- [YOUR OBJECTIVE]:
Extract every line below that contains the string "clicks", copying each one in full.

- [SUPPLIED MATERIAL]:
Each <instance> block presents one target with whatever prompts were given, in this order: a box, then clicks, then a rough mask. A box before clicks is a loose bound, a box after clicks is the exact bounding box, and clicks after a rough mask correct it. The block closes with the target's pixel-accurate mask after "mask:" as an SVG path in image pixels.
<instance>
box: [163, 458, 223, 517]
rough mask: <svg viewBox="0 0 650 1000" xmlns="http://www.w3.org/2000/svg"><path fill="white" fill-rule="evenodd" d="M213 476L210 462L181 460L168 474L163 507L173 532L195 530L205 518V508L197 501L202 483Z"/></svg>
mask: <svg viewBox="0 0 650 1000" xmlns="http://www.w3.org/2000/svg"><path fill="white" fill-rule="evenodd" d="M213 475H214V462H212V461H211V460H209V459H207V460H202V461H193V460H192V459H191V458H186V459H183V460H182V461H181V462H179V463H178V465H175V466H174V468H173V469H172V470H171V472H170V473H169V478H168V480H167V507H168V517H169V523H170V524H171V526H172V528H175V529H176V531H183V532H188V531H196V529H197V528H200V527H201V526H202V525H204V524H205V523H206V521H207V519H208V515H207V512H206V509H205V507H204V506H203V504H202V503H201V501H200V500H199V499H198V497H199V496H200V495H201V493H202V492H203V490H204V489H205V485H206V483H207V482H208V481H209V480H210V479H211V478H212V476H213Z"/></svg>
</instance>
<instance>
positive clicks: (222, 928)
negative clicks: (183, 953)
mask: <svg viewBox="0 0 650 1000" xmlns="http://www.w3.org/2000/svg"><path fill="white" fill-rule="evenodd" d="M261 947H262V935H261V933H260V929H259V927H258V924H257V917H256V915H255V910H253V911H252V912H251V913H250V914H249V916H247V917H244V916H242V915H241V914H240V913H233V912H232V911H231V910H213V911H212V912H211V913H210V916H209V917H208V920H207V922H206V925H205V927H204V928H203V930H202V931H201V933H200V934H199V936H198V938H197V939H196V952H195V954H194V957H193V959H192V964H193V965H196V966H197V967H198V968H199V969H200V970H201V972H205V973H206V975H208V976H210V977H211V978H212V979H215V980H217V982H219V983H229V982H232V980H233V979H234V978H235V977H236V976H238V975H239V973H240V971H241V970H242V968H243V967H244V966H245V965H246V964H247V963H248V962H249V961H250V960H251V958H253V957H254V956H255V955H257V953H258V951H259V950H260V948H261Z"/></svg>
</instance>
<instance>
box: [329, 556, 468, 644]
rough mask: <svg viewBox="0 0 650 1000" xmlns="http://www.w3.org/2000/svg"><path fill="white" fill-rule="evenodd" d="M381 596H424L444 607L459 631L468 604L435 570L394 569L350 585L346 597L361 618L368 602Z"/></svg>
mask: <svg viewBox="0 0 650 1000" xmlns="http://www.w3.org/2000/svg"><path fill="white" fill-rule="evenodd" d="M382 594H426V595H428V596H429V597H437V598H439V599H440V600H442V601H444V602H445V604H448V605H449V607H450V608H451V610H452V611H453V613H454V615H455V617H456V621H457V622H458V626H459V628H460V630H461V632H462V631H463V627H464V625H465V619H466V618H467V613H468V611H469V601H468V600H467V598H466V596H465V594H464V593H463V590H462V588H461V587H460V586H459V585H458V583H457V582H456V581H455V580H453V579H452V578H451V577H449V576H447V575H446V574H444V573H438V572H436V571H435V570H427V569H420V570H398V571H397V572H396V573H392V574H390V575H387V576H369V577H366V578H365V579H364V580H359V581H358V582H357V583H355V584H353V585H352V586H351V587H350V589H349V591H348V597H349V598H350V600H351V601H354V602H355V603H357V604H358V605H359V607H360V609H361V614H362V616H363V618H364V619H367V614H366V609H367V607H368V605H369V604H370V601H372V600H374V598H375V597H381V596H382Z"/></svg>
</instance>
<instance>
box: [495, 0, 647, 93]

- [EXPECTED ANSWER]:
Each <instance> block presents one target with whatever prompts were given, in this order: a box, then clicks, then a rough mask. A box before clicks is a loose bound, a box after clicks is the exact bounding box, and clicks after a rough mask correct it. The block closes with the target's pixel-accurate mask after "mask:" as an SVG path in image pixels.
positive clicks: (222, 928)
negative clicks: (183, 953)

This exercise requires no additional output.